Your task is to reproduce exactly the lines from the line with "Point out every instance of the turquoise" through the end of the records below.

**Supplied records:**

--*--

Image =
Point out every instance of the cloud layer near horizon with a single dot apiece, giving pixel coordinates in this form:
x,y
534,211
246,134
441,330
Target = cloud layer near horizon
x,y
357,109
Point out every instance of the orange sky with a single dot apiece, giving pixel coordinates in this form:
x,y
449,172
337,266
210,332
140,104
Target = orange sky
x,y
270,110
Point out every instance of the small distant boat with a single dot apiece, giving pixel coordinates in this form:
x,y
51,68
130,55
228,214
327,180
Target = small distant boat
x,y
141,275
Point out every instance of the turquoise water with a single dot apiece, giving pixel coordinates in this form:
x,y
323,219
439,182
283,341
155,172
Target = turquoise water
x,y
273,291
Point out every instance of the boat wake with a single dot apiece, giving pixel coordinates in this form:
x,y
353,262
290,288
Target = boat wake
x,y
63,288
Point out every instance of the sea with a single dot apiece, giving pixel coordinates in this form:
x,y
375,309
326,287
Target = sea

--*--

**Problem solution:**
Point out every instance of the turquoise water with a single dot apiece, giving pixel coordinates in this form:
x,y
323,219
439,182
283,341
155,172
Target = turquoise water
x,y
273,291
Point out every instance of the boat wake with a single dot apiece, giving pixel coordinates in this form:
x,y
353,262
290,288
Target = boat wake
x,y
63,288
Point out every instance of the sea with a single dot apiece, giving pixel coordinates in this form:
x,y
375,309
326,287
Target = sea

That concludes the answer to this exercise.